Stored data entries:
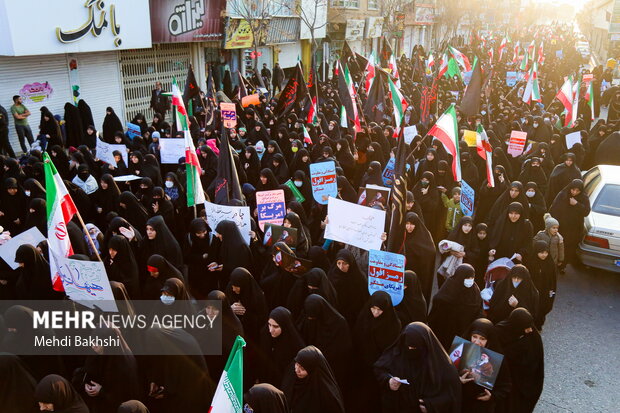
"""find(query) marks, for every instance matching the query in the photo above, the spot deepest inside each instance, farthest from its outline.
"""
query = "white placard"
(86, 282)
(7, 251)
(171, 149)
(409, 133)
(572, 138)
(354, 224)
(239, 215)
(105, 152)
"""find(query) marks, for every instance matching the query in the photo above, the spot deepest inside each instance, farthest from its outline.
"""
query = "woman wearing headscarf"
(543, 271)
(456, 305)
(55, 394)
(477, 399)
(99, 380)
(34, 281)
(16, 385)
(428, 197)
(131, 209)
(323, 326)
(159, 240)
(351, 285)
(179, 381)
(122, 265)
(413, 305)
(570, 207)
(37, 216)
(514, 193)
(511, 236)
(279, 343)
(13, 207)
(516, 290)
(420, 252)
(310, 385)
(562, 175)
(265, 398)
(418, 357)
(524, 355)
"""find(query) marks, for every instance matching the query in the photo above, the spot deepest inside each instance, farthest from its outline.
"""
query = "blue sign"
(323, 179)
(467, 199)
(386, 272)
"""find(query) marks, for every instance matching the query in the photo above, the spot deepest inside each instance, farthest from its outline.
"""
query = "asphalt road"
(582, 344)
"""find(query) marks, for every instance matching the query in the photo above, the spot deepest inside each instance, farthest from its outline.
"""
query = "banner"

WHAT THIS TASK INVOLVES
Please reproduce the records above exactly and leave any picture behind.

YOUR RESPONSE
"""find(query) marks, for every instance matching the query in the photo above, the spot deepest inside each instance, farthest from its outline.
"""
query = "white placard"
(86, 282)
(7, 251)
(171, 149)
(409, 133)
(572, 138)
(354, 224)
(239, 215)
(105, 152)
"""find(query) marks, for every instance matching the query in the photo above, the spot deepest inside each instance, farthest from its outline.
"""
query = "woman wearing headscarf"
(543, 271)
(456, 305)
(55, 394)
(477, 399)
(99, 380)
(34, 281)
(16, 385)
(428, 197)
(131, 209)
(323, 326)
(159, 240)
(351, 285)
(179, 381)
(122, 265)
(413, 305)
(570, 207)
(37, 216)
(514, 193)
(511, 236)
(279, 343)
(13, 207)
(516, 290)
(420, 252)
(310, 385)
(562, 175)
(265, 398)
(418, 357)
(524, 355)
"""find(query) marks, for every instance matching the query in the photo above, the spot deepest inside each instance, farthest from its outline.
"""
query = "blue sign"
(323, 179)
(467, 199)
(386, 272)
"""find(query) marks, for every instance matching the query in the photo above, the spot deepest inside each instance, farthest from its outline.
"""
query = "asphalt road"
(582, 344)
"""find(query) marks, for every instance matching the query in the photo above, the spot deepest inside each instance, farthest from its outline.
"""
query = "banner"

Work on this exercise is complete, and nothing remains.